• **WORK ITEM**: Set out exactly every line of the entries below, starting at the line that holds "Each instance gets a single point. Label the green" and stopping after the line that holds "the white car".

• **RECORDS TO PROCESS**:

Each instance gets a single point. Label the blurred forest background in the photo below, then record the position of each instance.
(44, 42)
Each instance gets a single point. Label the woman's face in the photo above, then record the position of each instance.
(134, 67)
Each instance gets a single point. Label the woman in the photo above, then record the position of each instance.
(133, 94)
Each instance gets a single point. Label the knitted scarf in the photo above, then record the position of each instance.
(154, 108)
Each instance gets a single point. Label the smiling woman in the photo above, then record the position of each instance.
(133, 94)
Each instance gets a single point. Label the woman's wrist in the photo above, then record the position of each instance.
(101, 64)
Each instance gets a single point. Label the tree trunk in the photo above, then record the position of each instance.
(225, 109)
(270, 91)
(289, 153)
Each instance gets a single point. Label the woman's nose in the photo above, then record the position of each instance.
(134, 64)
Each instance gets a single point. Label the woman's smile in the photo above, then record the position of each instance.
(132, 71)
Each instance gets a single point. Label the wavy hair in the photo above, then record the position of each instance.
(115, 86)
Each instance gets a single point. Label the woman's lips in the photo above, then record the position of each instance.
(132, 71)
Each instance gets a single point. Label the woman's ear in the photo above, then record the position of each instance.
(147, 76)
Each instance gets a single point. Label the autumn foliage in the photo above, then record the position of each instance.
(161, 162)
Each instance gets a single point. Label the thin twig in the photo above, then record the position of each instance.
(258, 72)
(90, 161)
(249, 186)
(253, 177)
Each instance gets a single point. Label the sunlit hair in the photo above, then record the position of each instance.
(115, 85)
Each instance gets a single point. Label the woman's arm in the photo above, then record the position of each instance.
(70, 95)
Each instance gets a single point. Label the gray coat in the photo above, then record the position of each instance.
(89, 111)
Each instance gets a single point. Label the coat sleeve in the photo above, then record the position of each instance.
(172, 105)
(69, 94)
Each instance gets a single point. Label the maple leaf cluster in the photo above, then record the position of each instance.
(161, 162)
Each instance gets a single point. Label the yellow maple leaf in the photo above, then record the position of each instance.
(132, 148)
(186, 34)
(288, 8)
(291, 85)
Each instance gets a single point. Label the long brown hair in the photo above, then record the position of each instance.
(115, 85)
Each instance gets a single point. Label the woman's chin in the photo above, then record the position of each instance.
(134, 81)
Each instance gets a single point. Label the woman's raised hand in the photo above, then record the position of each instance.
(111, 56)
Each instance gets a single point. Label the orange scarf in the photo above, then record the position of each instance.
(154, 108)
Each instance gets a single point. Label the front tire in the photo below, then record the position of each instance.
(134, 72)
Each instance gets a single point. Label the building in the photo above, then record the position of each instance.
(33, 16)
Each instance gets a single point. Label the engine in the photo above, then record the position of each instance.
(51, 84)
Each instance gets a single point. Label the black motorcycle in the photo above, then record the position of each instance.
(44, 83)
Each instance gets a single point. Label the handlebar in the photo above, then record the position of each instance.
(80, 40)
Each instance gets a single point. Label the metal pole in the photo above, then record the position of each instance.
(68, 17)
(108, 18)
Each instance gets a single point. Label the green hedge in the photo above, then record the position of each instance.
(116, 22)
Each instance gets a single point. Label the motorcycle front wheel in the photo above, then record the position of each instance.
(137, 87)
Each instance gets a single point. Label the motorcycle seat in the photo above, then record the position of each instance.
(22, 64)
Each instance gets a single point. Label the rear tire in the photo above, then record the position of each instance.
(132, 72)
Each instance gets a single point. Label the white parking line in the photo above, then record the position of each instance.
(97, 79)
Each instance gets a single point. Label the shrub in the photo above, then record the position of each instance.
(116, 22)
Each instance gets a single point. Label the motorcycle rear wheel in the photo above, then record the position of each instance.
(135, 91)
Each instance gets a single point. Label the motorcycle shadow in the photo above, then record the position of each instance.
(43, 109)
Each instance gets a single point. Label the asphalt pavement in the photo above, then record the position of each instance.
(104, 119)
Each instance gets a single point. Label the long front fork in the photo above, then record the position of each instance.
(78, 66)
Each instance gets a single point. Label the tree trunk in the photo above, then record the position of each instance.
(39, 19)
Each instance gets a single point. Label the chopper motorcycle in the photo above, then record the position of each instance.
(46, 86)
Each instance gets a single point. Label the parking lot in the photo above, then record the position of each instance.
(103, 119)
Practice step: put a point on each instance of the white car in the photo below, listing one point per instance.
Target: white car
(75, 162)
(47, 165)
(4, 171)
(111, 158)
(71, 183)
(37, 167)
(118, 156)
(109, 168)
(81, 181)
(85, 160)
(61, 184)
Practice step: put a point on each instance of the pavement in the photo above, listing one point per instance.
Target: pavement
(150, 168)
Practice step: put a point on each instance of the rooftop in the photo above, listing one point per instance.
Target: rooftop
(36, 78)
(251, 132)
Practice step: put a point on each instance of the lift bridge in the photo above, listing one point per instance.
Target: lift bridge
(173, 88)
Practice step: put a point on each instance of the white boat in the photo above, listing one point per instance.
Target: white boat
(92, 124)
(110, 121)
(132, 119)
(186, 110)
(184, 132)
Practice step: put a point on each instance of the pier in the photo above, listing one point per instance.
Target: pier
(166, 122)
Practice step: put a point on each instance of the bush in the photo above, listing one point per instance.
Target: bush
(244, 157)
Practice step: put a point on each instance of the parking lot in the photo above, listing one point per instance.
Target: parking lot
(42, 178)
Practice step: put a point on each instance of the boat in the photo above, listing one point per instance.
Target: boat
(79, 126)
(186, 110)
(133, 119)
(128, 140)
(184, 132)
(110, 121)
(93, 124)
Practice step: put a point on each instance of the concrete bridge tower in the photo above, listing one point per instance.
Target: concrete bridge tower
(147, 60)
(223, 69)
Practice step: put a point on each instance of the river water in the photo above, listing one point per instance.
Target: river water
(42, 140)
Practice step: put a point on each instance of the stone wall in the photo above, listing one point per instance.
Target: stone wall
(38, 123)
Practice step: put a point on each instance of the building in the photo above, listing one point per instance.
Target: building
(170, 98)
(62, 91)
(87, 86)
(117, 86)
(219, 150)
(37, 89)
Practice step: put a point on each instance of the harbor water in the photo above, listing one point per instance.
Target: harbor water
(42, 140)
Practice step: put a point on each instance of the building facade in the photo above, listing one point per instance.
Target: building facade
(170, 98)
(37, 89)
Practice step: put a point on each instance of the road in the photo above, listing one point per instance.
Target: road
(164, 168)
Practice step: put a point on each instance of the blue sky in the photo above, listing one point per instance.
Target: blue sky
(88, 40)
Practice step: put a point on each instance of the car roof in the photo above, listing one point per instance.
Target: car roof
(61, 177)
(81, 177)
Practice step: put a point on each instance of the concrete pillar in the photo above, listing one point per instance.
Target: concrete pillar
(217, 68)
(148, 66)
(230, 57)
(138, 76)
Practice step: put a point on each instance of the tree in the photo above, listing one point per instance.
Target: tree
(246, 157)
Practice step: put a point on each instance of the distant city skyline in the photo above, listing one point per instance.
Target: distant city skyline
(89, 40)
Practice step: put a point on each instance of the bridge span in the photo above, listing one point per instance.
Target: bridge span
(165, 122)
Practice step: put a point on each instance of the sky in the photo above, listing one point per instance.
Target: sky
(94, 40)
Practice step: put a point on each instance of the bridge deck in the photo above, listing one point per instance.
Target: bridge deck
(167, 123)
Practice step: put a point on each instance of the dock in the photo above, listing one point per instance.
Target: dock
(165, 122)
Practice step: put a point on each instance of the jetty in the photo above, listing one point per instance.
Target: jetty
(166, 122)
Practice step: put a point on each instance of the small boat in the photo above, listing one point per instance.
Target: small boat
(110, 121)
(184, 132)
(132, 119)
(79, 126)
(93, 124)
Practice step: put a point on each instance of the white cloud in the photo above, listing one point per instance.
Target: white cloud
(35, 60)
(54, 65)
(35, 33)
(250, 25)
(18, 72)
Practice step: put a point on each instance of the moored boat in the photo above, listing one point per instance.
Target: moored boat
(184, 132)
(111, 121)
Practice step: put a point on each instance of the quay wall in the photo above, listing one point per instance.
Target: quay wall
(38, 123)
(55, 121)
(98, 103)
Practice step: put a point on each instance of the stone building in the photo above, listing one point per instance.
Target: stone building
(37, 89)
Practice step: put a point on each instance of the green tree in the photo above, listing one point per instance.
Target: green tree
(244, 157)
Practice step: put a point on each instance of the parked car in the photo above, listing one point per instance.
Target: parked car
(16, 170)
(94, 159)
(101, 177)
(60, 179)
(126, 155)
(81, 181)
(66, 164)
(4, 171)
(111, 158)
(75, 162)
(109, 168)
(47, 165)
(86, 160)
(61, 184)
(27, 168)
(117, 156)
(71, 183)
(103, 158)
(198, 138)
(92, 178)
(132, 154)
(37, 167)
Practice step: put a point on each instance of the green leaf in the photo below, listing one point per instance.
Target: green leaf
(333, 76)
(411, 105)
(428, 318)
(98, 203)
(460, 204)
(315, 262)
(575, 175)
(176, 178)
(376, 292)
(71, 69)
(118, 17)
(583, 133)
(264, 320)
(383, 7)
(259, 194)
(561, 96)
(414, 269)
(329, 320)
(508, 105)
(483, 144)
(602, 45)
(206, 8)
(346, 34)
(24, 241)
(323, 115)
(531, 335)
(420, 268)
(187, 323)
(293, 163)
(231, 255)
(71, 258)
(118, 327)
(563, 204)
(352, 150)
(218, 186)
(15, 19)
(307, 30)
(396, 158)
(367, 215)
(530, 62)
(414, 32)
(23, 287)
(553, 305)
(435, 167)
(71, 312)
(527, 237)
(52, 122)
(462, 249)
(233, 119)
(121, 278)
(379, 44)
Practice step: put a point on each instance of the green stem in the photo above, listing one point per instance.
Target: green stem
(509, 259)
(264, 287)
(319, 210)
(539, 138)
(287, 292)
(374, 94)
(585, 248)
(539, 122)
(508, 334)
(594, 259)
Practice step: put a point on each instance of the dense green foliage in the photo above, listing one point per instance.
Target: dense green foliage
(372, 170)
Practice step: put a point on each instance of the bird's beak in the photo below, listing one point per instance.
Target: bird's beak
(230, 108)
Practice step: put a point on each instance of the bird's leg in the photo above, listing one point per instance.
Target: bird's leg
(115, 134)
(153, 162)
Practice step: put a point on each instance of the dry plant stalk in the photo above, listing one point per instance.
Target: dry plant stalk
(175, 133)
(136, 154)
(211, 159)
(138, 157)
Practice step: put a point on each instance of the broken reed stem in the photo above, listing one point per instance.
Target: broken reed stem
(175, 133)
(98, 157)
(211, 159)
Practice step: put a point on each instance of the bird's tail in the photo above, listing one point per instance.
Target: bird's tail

• **RESPONSE BELOW**:
Each instance gets a single point. Label the green hedge in the photo above, then record the position of each instance.
(116, 22)
Each instance gets a single point. Label the motorcycle front wheel in the photo above, then record the position of each instance.
(137, 87)
Each instance gets a single point. Label the motorcycle seat in the photo above, then record the position of each instance.
(22, 64)
Each instance gets a single point. Label the rear tire in the photo above, then record the position of each instance.
(132, 72)
Each instance gets a single point. Label the white parking line in the photo above, then record the position of each instance.
(97, 79)
Each instance gets a single point. Label the shrub in the photo above, then record the position of each instance.
(116, 22)
Each instance gets a single point. Label the motorcycle rear wheel in the photo above, then record the position of each instance.
(135, 91)
Each instance gets a single point. Label the motorcycle shadow in the photo above, then record the position of each instance.
(43, 109)
Each instance gets a single point. Label the asphalt pavement in the photo above, then record the position of each instance.
(104, 119)
Each instance gets a single point. Label the long front fork in the photo above, then record the position of each instance.
(78, 66)
Each instance gets a single point. Label the tree trunk in the photo above, then record the position of each instance.
(39, 19)
Each instance gets a single point. Label the chopper motorcycle in the photo above, then record the position of each instance.
(46, 86)
Each instance gets a single point. Label the parking lot in the photo above, then record the position of each instance.
(103, 119)
Practice step: put a point on each instance of the white car in the photo below, listing one point per instance.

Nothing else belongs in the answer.